→ **Requirement**
Put every one of the records below into a numbered list, leaving out any blank lines.

→ **Excerpted records**
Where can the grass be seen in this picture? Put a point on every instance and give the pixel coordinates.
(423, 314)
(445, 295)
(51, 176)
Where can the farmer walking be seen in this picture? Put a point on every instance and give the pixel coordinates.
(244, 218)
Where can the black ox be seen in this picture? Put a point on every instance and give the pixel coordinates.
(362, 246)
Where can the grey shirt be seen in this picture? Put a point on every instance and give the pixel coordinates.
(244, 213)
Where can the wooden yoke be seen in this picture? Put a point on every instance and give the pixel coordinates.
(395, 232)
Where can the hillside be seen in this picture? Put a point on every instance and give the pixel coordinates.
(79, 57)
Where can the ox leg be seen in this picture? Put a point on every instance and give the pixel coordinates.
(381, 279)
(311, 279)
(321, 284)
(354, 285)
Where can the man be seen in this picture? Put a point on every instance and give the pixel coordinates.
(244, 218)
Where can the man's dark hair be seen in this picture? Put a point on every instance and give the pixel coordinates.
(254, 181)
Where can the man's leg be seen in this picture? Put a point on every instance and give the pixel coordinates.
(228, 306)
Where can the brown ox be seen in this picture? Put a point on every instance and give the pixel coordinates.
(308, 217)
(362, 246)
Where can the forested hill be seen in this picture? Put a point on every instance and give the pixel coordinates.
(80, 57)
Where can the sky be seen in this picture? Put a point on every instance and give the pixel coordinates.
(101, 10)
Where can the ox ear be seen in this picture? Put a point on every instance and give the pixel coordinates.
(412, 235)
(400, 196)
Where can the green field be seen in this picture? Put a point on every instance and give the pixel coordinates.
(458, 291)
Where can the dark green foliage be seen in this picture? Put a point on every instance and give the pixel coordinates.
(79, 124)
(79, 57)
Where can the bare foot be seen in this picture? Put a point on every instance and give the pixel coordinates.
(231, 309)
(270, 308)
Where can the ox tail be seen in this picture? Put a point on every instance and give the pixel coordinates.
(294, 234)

→ **Result below**
1. Where can the grass be seen in this picture? Put a point on every instance and give the pixel coordinates.
2. (423, 314)
3. (445, 295)
4. (51, 176)
5. Where can the farmer walking be seen in this picture? Put a point on every instance and give the pixel coordinates.
6. (244, 218)
7. Where can the black ox be seen in this picture? Put a point on every instance and give the pixel coordinates.
8. (362, 246)
9. Where can the grey shirt be seen in this picture? Put a point on every instance and give the pixel coordinates.
10. (244, 213)
11. Where can the wooden yoke be seen in this picture? Put a point on every instance and give the pixel coordinates.
12. (395, 232)
13. Where can the hillside be seen in this picture? Put a point on every instance and give the pixel coordinates.
14. (79, 57)
15. Where can the ox leg be seen in this picture? Put a point on every instance and give the pixel coordinates.
16. (381, 279)
17. (311, 279)
18. (321, 284)
19. (354, 285)
20. Where can the man be seen in this picture? Put a point on every instance and give the pixel coordinates.
21. (244, 218)
22. Where can the man's dark hair be seen in this picture? Put a point on every instance and give the pixel coordinates.
23. (254, 181)
24. Where can the man's leg be seen in this picture? Put a point on every instance and give the pixel coordinates.
25. (228, 306)
26. Where can the brown ox be seen in this picture? Put a point on every instance and give the pixel coordinates.
27. (308, 217)
28. (362, 246)
29. Where can the forested hill be seen in this picture? Put a point on every instance and give the pixel coordinates.
30. (80, 57)
31. Where can the sky be seen in this picture? Put a point on every instance and give the pixel coordinates.
32. (101, 10)
33. Where can the ox ear be seen in this picture? Put a point on every instance and give the pixel coordinates.
34. (412, 235)
35. (400, 196)
36. Where can the green field be seen in this picture? Put a point on every instance and give the pixel coordinates.
37. (458, 291)
38. Where can the dark green foliage be seen in this picture? Put a point on every instance and give the pixel coordinates.
39. (79, 124)
40. (79, 57)
41. Where can the bare foot be seen in this picture? Put a point on every instance and give the pixel coordinates.
42. (231, 309)
43. (270, 308)
44. Where can the ox tail be seen in this picture? Put a point on every instance and give the pixel coordinates.
45. (294, 234)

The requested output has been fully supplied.